■ **REQUEST**
Lay out the records as a Markdown table with the columns Row and Line, one numbered row per line, starting at the beginning of the records and ending with the line that contains "positive clicks: (9, 81) (112, 113) (44, 95)". Leave out blank lines and the pictures.
= = =
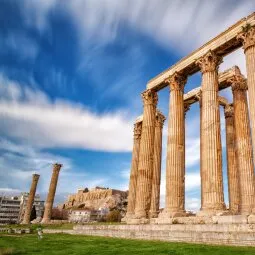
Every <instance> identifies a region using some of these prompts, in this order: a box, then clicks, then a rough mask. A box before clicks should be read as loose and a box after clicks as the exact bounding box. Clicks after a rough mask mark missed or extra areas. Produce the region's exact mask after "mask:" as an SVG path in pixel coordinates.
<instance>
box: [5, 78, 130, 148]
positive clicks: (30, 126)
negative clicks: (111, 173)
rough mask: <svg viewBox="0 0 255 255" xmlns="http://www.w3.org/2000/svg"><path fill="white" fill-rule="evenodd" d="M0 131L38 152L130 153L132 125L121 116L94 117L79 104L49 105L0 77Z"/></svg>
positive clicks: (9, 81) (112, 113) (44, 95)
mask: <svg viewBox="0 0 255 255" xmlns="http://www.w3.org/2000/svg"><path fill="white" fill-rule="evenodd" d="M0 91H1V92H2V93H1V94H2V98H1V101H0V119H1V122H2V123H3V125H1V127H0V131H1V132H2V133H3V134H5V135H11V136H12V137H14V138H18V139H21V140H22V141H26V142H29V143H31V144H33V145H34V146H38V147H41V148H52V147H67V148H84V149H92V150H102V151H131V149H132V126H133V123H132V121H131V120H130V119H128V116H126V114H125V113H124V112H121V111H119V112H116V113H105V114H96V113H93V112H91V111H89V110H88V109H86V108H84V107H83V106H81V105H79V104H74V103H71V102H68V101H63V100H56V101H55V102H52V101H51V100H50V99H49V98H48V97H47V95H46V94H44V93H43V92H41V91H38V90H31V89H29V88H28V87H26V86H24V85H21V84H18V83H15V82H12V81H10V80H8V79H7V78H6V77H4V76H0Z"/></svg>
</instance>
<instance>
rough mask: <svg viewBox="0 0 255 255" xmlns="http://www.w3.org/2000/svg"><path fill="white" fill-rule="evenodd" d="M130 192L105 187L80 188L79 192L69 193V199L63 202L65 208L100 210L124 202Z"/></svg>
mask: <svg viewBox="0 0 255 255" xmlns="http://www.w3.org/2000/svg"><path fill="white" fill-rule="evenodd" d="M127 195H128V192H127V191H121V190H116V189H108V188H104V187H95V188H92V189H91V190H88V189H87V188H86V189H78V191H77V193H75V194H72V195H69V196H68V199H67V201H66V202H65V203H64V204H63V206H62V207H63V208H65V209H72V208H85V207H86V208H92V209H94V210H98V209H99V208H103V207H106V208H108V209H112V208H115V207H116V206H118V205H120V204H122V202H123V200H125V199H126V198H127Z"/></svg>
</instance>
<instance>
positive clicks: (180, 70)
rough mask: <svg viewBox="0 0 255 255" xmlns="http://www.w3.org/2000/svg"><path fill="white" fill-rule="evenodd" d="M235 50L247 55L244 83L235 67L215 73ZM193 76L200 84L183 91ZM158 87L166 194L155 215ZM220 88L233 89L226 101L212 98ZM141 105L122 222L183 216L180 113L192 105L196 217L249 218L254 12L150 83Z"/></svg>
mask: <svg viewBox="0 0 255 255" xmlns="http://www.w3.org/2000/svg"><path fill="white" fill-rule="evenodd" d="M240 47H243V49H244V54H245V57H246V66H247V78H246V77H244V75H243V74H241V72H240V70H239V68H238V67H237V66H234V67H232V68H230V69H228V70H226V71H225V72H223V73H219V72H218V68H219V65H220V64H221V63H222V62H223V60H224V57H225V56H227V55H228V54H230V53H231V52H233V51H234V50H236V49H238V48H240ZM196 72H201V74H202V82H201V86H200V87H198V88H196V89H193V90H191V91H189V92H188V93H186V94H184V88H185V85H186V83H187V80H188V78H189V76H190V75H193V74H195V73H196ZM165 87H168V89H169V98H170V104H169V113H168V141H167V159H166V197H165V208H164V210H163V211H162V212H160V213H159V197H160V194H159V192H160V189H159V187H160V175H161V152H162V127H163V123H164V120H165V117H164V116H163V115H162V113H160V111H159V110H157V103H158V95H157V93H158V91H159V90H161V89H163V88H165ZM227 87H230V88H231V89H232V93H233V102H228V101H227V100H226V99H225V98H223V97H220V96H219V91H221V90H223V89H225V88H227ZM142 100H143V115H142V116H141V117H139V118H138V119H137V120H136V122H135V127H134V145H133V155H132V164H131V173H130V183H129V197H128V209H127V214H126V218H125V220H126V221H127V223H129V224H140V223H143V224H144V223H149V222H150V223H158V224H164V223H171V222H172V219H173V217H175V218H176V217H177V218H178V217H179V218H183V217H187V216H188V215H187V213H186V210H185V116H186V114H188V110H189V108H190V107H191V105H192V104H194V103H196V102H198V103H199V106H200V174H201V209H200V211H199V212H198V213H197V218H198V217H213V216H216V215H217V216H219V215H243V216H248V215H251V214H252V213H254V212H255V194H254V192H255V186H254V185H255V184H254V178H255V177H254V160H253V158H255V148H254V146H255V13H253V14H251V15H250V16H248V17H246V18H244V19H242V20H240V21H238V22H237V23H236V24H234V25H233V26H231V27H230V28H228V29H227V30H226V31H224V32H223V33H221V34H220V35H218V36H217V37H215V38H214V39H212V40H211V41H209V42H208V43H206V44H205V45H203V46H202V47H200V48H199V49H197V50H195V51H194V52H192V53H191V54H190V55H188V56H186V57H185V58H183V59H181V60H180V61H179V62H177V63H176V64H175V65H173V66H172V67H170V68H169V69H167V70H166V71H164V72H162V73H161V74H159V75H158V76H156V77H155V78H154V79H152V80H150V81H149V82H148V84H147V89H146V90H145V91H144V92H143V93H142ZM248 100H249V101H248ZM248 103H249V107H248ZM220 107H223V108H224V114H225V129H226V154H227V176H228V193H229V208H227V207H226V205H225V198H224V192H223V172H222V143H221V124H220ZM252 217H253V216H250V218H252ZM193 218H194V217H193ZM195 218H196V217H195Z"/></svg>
= = =
■ **WRITTEN SOLUTION**
| Row | Line |
|---|---|
| 1 | Every <instance> identifies a region using some of these prompts, in this order: a box, then clicks, then a rough mask. A box before clicks should be read as loose and a box after clicks as the exact bounding box. Clicks after a rough mask mark missed or extra areas. Produce the region's exact mask after "mask:" as an SVG path in pixel coordinates. |
| 2 | <instance> |
| 3 | box: [5, 78, 130, 148] |
| 4 | positive clicks: (30, 126) |
| 5 | negative clicks: (111, 173) |
| 6 | rough mask: <svg viewBox="0 0 255 255" xmlns="http://www.w3.org/2000/svg"><path fill="white" fill-rule="evenodd" d="M0 131L38 152L130 153L132 125L121 116L94 117L79 104L49 105L0 77Z"/></svg> |
| 7 | positive clicks: (9, 81) (112, 113) (44, 95) |